TASK TO CARRY OUT: Render every line of the records below as a Markdown table with the columns Row and Entry, skipping blank lines. Number each line under Row and put its text under Entry.

ITEMS:
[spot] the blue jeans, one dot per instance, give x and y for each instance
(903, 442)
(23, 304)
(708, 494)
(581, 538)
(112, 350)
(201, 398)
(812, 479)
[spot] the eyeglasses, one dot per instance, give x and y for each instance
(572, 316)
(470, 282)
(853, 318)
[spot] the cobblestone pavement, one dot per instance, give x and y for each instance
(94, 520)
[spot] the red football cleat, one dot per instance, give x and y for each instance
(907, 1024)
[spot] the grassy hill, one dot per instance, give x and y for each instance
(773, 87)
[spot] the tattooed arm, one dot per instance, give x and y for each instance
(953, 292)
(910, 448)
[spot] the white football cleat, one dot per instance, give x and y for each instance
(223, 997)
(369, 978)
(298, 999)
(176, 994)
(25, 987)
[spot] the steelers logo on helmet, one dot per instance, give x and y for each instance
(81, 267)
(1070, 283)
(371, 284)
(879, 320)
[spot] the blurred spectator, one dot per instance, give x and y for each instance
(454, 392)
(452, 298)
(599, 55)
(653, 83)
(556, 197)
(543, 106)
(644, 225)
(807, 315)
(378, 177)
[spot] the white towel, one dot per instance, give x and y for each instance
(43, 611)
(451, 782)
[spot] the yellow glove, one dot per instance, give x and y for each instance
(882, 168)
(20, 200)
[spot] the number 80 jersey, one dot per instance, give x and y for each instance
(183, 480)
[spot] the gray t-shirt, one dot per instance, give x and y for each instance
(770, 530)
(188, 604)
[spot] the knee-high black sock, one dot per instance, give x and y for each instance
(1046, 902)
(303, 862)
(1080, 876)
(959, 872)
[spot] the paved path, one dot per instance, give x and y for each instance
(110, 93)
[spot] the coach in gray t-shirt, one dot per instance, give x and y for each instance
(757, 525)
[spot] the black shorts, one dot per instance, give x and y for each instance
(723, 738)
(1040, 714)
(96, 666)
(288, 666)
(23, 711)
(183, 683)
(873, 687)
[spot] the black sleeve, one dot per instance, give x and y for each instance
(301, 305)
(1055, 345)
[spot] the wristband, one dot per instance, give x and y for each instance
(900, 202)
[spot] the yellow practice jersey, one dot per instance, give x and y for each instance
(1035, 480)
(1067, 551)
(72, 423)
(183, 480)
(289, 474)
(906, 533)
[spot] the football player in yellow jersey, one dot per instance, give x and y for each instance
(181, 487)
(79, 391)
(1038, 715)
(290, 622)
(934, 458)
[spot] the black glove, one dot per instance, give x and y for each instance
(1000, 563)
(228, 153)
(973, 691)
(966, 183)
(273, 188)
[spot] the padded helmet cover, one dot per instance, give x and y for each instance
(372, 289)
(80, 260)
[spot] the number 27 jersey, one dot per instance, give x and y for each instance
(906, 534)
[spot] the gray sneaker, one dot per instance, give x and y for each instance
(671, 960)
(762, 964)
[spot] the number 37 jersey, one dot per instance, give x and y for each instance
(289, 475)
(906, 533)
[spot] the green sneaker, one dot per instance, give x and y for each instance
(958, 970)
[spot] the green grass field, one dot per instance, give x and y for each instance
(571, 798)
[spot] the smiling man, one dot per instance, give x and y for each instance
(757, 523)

RESPONSE:
| Row | Entry |
|---|---|
| 1 | [spot] the blue jeans, one dot per instance, give x and y for each instance |
| 2 | (903, 442) |
| 3 | (23, 304) |
| 4 | (708, 494) |
| 5 | (581, 538) |
| 6 | (112, 350) |
| 7 | (201, 398) |
| 8 | (812, 479) |
| 9 | [spot] the eyeglasses, one dot per instance, give x and y for each instance |
| 10 | (572, 316) |
| 11 | (470, 282) |
| 12 | (853, 318) |
| 13 | [spot] the cobblestone pavement, one dot per instance, give x and y for each instance |
| 14 | (94, 520) |
| 15 | [spot] the red football cleat, one dot per instance, give x and y for each instance |
| 16 | (907, 1024) |
| 17 | [spot] the grassy hill, one dot per instance, give x and y for each instance |
| 18 | (773, 87) |
| 19 | [spot] the tattooed arm, one dot per instance, give x and y for each instance |
| 20 | (953, 292) |
| 21 | (910, 448) |
| 22 | [spot] the white football cleat, one dot per instance, give x and y for each instance |
| 23 | (223, 997) |
| 24 | (369, 978) |
| 25 | (298, 999) |
| 26 | (176, 994) |
| 27 | (25, 987) |
| 28 | [spot] the steelers logo on helmet, one dot per instance, give x and y for each instance |
| 29 | (81, 267) |
| 30 | (1070, 283) |
| 31 | (371, 284) |
| 32 | (879, 320) |
| 33 | [spot] the blurred spectator, one dot per instance, give x and y for each instance |
| 34 | (454, 392) |
| 35 | (452, 298) |
| 36 | (599, 55) |
| 37 | (653, 83) |
| 38 | (556, 197) |
| 39 | (543, 106) |
| 40 | (644, 225) |
| 41 | (807, 315) |
| 42 | (378, 177) |
| 43 | [spot] the white towel, one dot per instance, give x and y for each instance |
| 44 | (43, 611) |
| 45 | (451, 782) |
| 46 | [spot] the yellow glove, one dot per instance, give x and y for each instance |
| 47 | (882, 168) |
| 48 | (20, 200) |
| 49 | [spot] the number 80 jersey, one dot per instance, give x and y for each instance |
| 50 | (183, 480) |
| 51 | [spot] the gray t-shirt, one dot per instance, give x and y for each instance |
| 52 | (770, 530) |
| 53 | (188, 604) |
| 54 | [spot] the knee-high black sock, one dot per instance, give x and y for each instance |
| 55 | (1046, 902) |
| 56 | (303, 862) |
| 57 | (1080, 876) |
| 58 | (959, 872) |
| 59 | [spot] the paved path, one dot per instance, give x and y for each instance |
| 60 | (110, 93) |
| 61 | [spot] the coach in gray t-shirt, one dot per instance, give x and y for each instance |
| 62 | (757, 525) |
| 63 | [spot] the black shorts, one dot per instance, give x and y for each instance |
| 64 | (723, 738) |
| 65 | (1040, 714) |
| 66 | (96, 666) |
| 67 | (288, 666) |
| 68 | (23, 711) |
| 69 | (183, 683) |
| 70 | (873, 687) |
| 71 | [spot] the black sleeve, one dot per instance, give x and y for each instance |
| 72 | (301, 305) |
| 73 | (1055, 345) |
| 74 | [spot] the wristband, one dot per instance, give x and y for each instance |
| 75 | (900, 202) |
| 76 | [spot] the yellow practice jersey, one dot per instance, give x and y for each instance |
| 77 | (1035, 480) |
| 78 | (1067, 551) |
| 79 | (72, 423) |
| 80 | (183, 480) |
| 81 | (289, 474) |
| 82 | (906, 533) |
| 83 | [spot] the football player in yellow jersey, one dot per instance, give x and y for each instance |
| 84 | (181, 487) |
| 85 | (79, 391) |
| 86 | (1038, 715) |
| 87 | (290, 622) |
| 88 | (934, 458) |
| 89 | [spot] the black glove, one dot per instance, give x and y for each instance |
| 90 | (1000, 563) |
| 91 | (228, 153) |
| 92 | (973, 691) |
| 93 | (966, 183) |
| 94 | (273, 188) |
| 95 | [spot] the padded helmet cover, one dot per instance, give x and y for each instance |
| 96 | (372, 289) |
| 97 | (80, 260) |
| 98 | [spot] the number 27 jersey, one dot per instance, give x and y for each instance |
| 99 | (906, 534) |
| 100 | [spot] the gray sneaker, one dot per instance, give x and y for each instance |
| 101 | (671, 960) |
| 102 | (762, 964) |
| 103 | [spot] the number 37 jersey, one dot per instance, give x and y for each instance |
| 104 | (289, 475) |
| 105 | (906, 533) |
| 106 | [spot] the green sneaker, one dot per instance, give x and y for each instance |
| 107 | (958, 970) |
| 108 | [spot] the green grass field, one dot per instance, give x and y for each instance |
| 109 | (571, 798) |
| 110 | [spot] the smiling man, one dot per instance, give x and y for each instance |
| 111 | (757, 523) |